Trecho fornecido ->
※ ※ ※

Ao contrário, recordai-vos, quando está em si mesma e analisa as coisas por si mesma, sem se valer do corpo, encaminha-se para o que é puro, eterno, imortal, imutável e, por ser da mesma natureza, mantém-se unida a ele tanto quanto lhe é possível. Aqueles descaminhos se interrompem, ela é sempre a mesma, porque está ligada ao que não muda e participa de sua natureza, preservando assim sempre sua identidade e sua maneira de ser. (PLATÃO, 2004, 145)
As ideias são o cerne da filosofia platônica. Em última instância, o verdadeiro objeto do pensamento, e é delas que advém a noção de ser, de harmonia, de verdade. Somente por elas o conhecimento se faz verdadeiro. Mais ainda: é em função das ideias que a mítica platônica se estabelece, delas ergue-se o mundo inteligível, lugar das puras formas, princípio ordenador do sensível, do qual esse toma emprestado a forma. É pela ideia que a erótica platônica se orienta, operando, no centro dos corpos, a divisão entre dois mundos. As Ideias são, no pensamento platônico, as únicas coisas dotadas de Ser, visto que, no plano da physis – o chamado mundo das aparências –, as coisas ou ditos objetos sensíveis não são, estando sempre submetidos aos abalos de uma existência que não cessa de ser outra, apenas aquilo que aparece nos objetos para logo em seguida desvanecer, as ideias, é que podem, de fato, serem consideradas enquanto algo. Delas, os objetos sensíveis são como que recipientes, sendo as ideias a própria essência das coisas, ou como dito no Fédon: “É pela Beleza que todas as coisas são belas e pela Grandeza que todas as coisas são grandes”. Também desse modo, a Ideia é tida como gênero ao mesmo tempo em que essência, pois a qualidade e a quantidade de um objeto sensível depende de sua participação na ideia, assim o belo, como no exemplo, só se pode belo por participar da Beleza. E enquanto um objeto sensível participa de muitas ideias, uma ideia, em detrimento disso, é imutável, não podendo ser outra coisa que não aquilo se é. Arquetípicas, elas são um princípio modelar, do qual o sensível não passa de uma cópia imperfeita.

※ ※ ※

Extrato de dados ->

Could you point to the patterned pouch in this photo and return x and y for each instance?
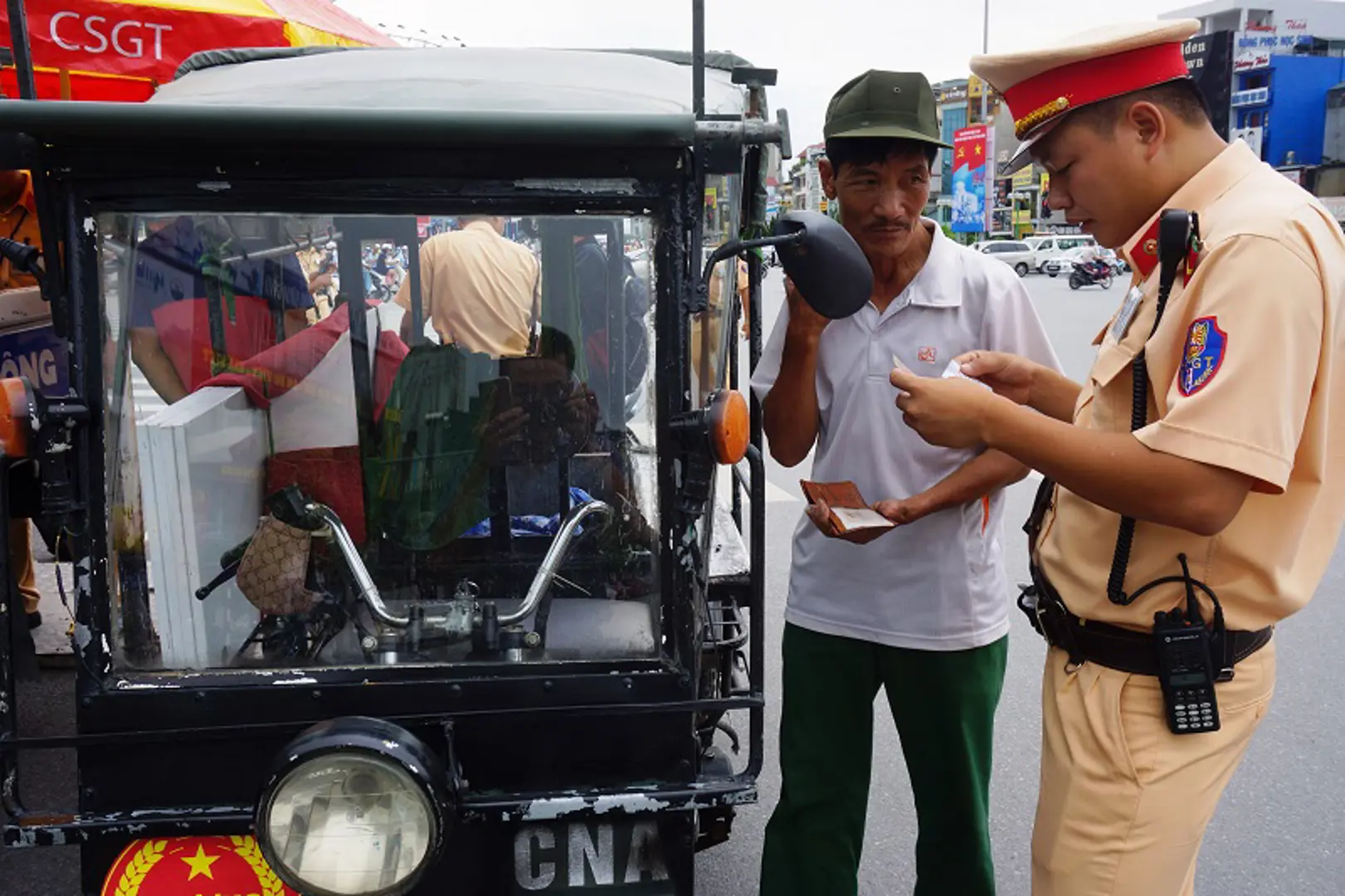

※ ※ ※

Instrução 1 -> Reescreva o trecho sobre a filosofia platônica entre "Ao contrário, recordai-vos, quando" e "(PLATÃO, 2004, 145)", inclusive, trocando "imutável" por "inalterável".
Instrução 2 -> No trecho sobre a filosofia platônica, que nome recebe o lugar das puras formas?
Instrução 3 -> Prossiga o trecho sobre as ideias na filosofia platônica a partir da última frase.

Resposta 1 ->
Ao contrário, recordai-vos, quando está em si mesma e analisa as coisas por si mesma, sem se valer do corpo, encaminha-se para o que é puro, eterno, imortal, inalterável e, por ser da mesma natureza, mantém-se unida a ele tanto quanto lhe é possível. Aqueles descaminhos se interrompem, ela é sempre a mesma, porque está ligada ao que não muda e participa de sua natureza, preservando assim sempre sua identidade e sua maneira de ser. (PLATÃO, 2004, 145)

Resposta 2 -> O mundo inteligível.

Resposta 3 ->
Ordenadas segundo uma lógica de relações claras, essas conservam entre si uma hierarquia, não comportando nenhum tipo de contradição, não produzindo nenhum tipo de mudança. Dispostas genealogicamente, uma a uma, diferem-se entre si pela generalidade, pela maior quantidade de ser ou ainda pela maior riqueza que trazem ao comportar outras, ou por serem aquelas a lançar mais clareza sobre aquilo de que participam. Constitutivas de um mundo sem devir, lugar da ciência que se opõe ao plano das aparências, são elas objeto e caminho para o pensamento, corrompidas, porém, pela correnteza transformadora do mundo inferior, lugar do não-ser, fonte pulsante das contrariedades, estas, ao se presentificarem no plano sensível, estando na forma de um mero reflexo, se misturam à revelia de qualquer ordem, cabendo à inteligência dissocia-las dos objetos. A prática filosófica, posto isto, é um movimento de ascese no qual o pensador se eleva ao subtrair do fluxo do sensível a imobilidade das puras formas, galgando, ideia a ideia, um além do além, até que possa atingir a mais pura forma, aquela de cuja luz é anteparo e fonte para todas as outras: a ideia de Bem.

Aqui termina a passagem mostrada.